— Start of Text section —

How Much Is Black Ops Two? | Current Prices By Platform

Black Ops II usually runs from about $10 used to $99.99 digital, with the biggest swings tied to platform, edition, and sale timing.

Black Ops II is one of those older Call of Duty games with a split personality on price. On one screen, it can look like a premium digital buy. On another, it can feel like a bargain. That split catches buyers all the time, especially when they jump between Steam, Xbox, and the used disc market.

When I checked the current store listings behind this article, the base PC game on Steam sat at $99.99. Xbox showed a standard price of $59.99 on its store page, along with a live sale price of $17.99 on the listing checked for this piece. So if you searched this topic because you wanted one clean number, there isn’t just one. The real answer depends on where you want to play and whether you care about DLC, Zombies maps, or a boxed copy.

Here’s the short version in plain English:

  • PC buyers usually face the highest digital list price.
  • Xbox pricing can swing a lot when sales hit.
  • Used console discs are often cheaper than digital storefronts.
  • The Season Pass can cost almost as much as the base game during quiet sale periods.

How Much Is Black Ops Two? Prices By Platform

If you want Black Ops II on PC, the sticker shock is real. Steam still lists the base game at a premium price, which feels odd for a 2012 release. That’s not rare with older Call of Duty titles. Activision and platform stores often keep list prices high, then slash them during timed promotions.

Xbox is a little more forgiving when a sale is running. The store page checked for this article showed the game at $59.99 with a marked sale price of $17.99. That’s a huge gap, and it tells you the smartest time to buy is not “whenever.” It’s during a sale week, a franchise event, or a seasonal storefront push.

If you’re shopping with one goal in mind, this is the clean read:

  • Want campaign and multiplayer on PC? Watch Steam sales. The list price is tough to justify for a game this old.
  • Want the game on Xbox? The sale price can turn a bad deal into a fair one fast.
  • Want Zombies with all the map packs? The add-ons can cost more than the base game if you buy them one by one.

What The Store Price Does And Doesn’t Tell You

A lot of buyers see the base game price and stop there. That’s where the math gets messy. Black Ops II has extra costs tied to its DLC packs and Season Pass, and those add-ons matter a lot if your main draw is Zombies. Buying only the base game can leave you with a thinner package than you expected.

— End of Text section —

**Objective A**
Answer these questions from the article on Black Ops II prices:
(i) What price did Steam list for the base PC game?
(ii) What sale price did the Xbox store listing show?
(iii) In what year was Black Ops II released?
**Objective B**
Retype the passage of the article on Black Ops II prices between "How Much Is Black Ops Two? |" and "and sale timing.", inclusive.

— Start of Dataset —

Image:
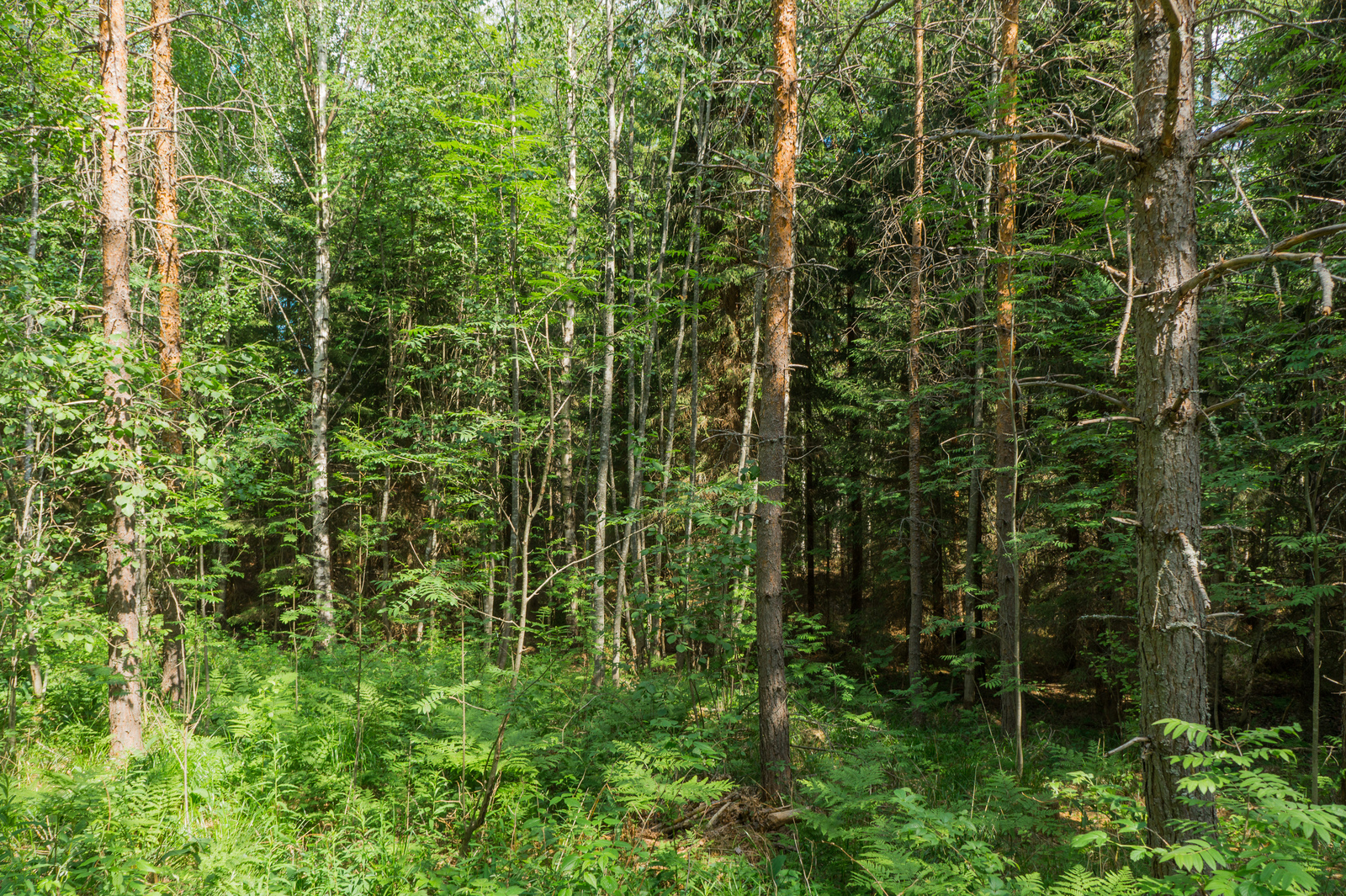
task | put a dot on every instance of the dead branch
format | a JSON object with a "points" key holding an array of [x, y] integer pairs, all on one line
{"points": [[1097, 141]]}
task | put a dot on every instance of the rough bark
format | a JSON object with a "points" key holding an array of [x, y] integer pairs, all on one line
{"points": [[322, 548], [773, 712], [605, 447], [1173, 651], [572, 204], [125, 687], [917, 594], [163, 124], [1007, 572]]}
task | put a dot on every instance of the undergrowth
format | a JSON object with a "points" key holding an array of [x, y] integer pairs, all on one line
{"points": [[360, 772]]}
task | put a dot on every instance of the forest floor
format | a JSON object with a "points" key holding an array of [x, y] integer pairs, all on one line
{"points": [[363, 771]]}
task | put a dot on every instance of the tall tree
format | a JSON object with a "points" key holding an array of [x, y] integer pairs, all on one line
{"points": [[914, 521], [165, 127], [313, 62], [605, 446], [1171, 596], [773, 709], [125, 687], [1007, 443]]}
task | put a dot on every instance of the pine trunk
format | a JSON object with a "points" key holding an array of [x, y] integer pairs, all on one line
{"points": [[125, 687], [773, 711], [1173, 611], [1007, 449], [322, 548], [917, 592]]}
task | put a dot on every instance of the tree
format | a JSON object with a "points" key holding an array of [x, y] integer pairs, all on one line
{"points": [[1173, 599], [914, 362], [774, 718], [1007, 444], [125, 687], [167, 262], [313, 62]]}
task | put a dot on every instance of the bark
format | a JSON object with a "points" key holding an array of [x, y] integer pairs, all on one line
{"points": [[125, 687], [572, 201], [163, 123], [693, 401], [1007, 565], [517, 557], [605, 448], [1173, 611], [773, 712], [972, 568], [914, 368], [320, 399]]}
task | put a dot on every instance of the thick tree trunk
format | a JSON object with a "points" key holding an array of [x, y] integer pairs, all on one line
{"points": [[917, 594], [1007, 453], [1173, 606], [605, 447], [125, 687], [322, 548], [773, 711]]}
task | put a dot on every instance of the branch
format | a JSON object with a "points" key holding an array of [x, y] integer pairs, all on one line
{"points": [[1275, 253], [1325, 282], [1105, 144], [231, 183], [1049, 381], [1229, 402], [1195, 567], [1225, 132], [1166, 140], [1110, 419], [1130, 743]]}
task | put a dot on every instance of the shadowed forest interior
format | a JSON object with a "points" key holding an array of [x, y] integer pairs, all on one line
{"points": [[623, 447]]}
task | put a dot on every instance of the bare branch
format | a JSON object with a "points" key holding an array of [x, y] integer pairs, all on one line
{"points": [[1225, 132], [1110, 419], [1097, 141], [1275, 253], [1049, 381], [1166, 140], [1231, 402], [1325, 282]]}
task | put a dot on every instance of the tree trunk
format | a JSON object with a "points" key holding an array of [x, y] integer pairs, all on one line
{"points": [[517, 557], [773, 711], [572, 198], [1007, 448], [917, 594], [322, 547], [972, 568], [1173, 611], [125, 687], [605, 447], [163, 123]]}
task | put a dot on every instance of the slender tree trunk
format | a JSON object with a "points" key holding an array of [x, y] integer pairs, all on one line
{"points": [[125, 687], [516, 556], [163, 123], [572, 199], [1007, 564], [605, 448], [1173, 606], [914, 368], [972, 568], [773, 711], [29, 541], [320, 400], [745, 442]]}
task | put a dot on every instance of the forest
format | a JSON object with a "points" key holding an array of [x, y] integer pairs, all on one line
{"points": [[739, 447]]}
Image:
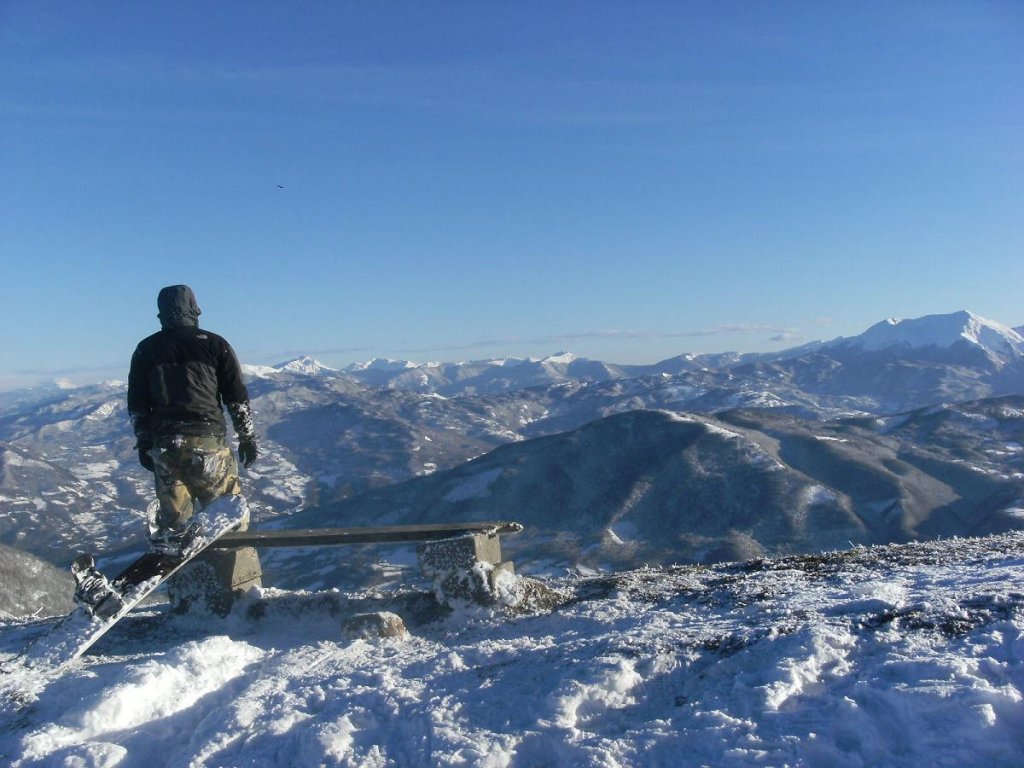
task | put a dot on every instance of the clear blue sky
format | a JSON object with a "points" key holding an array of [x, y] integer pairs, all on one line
{"points": [[460, 180]]}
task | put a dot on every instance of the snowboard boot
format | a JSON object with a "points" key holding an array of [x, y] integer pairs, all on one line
{"points": [[93, 590]]}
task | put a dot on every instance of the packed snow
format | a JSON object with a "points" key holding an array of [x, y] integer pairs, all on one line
{"points": [[900, 655]]}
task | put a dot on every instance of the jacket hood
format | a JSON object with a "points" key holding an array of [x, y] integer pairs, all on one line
{"points": [[177, 306]]}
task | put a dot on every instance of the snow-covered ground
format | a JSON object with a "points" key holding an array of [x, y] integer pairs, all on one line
{"points": [[898, 656]]}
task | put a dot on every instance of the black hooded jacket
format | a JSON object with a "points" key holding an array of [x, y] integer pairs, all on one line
{"points": [[181, 377]]}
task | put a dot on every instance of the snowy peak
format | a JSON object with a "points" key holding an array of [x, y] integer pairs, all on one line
{"points": [[304, 365], [940, 331], [383, 365]]}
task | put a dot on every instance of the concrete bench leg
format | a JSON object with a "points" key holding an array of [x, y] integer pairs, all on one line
{"points": [[465, 566]]}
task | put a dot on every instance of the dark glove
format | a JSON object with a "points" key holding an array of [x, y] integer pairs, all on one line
{"points": [[143, 455], [247, 452]]}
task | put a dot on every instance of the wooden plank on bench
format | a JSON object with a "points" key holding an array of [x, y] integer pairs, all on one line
{"points": [[384, 534]]}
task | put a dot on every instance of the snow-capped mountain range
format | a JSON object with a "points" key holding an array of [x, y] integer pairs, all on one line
{"points": [[900, 654], [340, 446]]}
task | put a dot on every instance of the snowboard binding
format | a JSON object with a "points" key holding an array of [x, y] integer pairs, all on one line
{"points": [[93, 590]]}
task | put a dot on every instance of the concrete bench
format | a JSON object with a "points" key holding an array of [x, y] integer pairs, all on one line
{"points": [[462, 559]]}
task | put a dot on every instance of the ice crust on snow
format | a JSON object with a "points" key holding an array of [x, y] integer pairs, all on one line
{"points": [[897, 655]]}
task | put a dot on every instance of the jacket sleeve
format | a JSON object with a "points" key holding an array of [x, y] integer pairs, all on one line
{"points": [[235, 394], [139, 407]]}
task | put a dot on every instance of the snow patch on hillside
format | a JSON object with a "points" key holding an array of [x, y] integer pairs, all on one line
{"points": [[897, 655]]}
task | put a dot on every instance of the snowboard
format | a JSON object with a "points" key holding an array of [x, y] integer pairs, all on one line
{"points": [[107, 601]]}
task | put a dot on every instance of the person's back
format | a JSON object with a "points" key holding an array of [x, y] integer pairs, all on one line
{"points": [[180, 380]]}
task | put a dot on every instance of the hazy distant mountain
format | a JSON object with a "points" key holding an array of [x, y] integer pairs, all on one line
{"points": [[482, 377], [70, 478], [32, 586], [962, 329], [659, 487]]}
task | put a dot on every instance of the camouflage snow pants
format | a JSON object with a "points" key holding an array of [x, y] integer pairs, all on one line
{"points": [[192, 471]]}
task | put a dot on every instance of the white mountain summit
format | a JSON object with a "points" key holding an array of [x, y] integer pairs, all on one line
{"points": [[940, 331]]}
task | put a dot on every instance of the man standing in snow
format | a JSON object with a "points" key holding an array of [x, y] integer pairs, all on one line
{"points": [[180, 380]]}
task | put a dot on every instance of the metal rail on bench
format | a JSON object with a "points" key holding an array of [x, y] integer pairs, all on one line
{"points": [[384, 534]]}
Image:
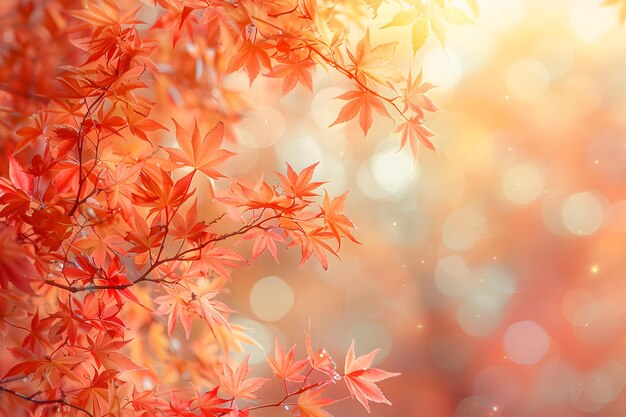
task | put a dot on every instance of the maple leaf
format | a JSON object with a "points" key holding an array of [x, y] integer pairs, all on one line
{"points": [[204, 154], [237, 385], [176, 306], [209, 402], [293, 72], [415, 98], [105, 350], [622, 11], [311, 402], [374, 5], [312, 241], [107, 13], [321, 360], [188, 227], [372, 63], [220, 259], [299, 185], [179, 407], [338, 223], [95, 397], [264, 239], [285, 366], [211, 310], [162, 194], [424, 15], [361, 102], [147, 402], [37, 339], [361, 379], [414, 132], [15, 266], [252, 55], [44, 369]]}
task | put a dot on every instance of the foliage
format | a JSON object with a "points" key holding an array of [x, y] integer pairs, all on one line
{"points": [[110, 235]]}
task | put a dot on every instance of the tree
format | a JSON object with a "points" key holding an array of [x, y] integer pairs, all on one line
{"points": [[108, 231]]}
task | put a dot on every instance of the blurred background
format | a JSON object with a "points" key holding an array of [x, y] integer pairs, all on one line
{"points": [[493, 272]]}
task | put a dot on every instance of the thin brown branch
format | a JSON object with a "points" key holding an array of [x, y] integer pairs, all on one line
{"points": [[31, 398]]}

— End of Dataset —

**Right answer A**
(i) $99.99
(ii) $17.99
(iii) 2012

**Right answer B**
How Much Is Black Ops Two? | Current Prices By Platform

Black Ops II usually runs from about $10 used to $99.99 digital, with the biggest swings tied to platform, edition, and sale timing.